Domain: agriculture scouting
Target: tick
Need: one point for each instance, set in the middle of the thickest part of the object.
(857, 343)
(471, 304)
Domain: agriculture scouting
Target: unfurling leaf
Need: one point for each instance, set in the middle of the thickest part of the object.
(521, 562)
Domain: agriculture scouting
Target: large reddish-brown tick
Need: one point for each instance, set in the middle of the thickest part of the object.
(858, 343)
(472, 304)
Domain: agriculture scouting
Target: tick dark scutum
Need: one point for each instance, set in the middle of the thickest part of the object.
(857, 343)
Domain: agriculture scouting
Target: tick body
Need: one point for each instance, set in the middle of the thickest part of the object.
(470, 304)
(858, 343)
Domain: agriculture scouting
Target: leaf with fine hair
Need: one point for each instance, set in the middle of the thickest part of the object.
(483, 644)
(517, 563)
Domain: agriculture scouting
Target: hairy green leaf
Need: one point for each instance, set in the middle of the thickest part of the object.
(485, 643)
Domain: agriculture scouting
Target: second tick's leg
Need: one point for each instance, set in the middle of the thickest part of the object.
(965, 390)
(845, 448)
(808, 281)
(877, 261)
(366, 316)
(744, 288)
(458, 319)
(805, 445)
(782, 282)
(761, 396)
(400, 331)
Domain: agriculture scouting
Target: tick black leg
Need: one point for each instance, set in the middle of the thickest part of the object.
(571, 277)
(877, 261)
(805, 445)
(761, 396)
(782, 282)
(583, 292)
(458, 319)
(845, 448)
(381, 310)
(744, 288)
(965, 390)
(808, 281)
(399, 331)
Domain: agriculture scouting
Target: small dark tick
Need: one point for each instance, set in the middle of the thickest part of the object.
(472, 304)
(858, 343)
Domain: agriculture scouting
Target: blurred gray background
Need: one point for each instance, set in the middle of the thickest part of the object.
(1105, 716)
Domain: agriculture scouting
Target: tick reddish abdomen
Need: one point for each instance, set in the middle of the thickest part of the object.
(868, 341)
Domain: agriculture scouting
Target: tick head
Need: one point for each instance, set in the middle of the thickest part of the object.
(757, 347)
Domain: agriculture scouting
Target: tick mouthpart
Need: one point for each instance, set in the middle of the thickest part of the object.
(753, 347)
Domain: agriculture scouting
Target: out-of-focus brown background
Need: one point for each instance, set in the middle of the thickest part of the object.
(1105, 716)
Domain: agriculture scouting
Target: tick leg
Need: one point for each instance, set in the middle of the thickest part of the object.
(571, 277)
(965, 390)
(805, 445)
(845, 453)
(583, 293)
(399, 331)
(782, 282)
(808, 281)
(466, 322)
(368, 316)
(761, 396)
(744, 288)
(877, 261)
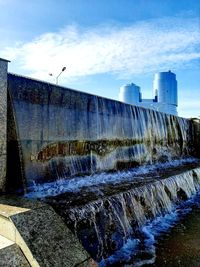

☆ ☆ ☆ ☆ ☆ ☆ ☆

Please count the lines above that contain the string "tick", and reply with the number alone.

11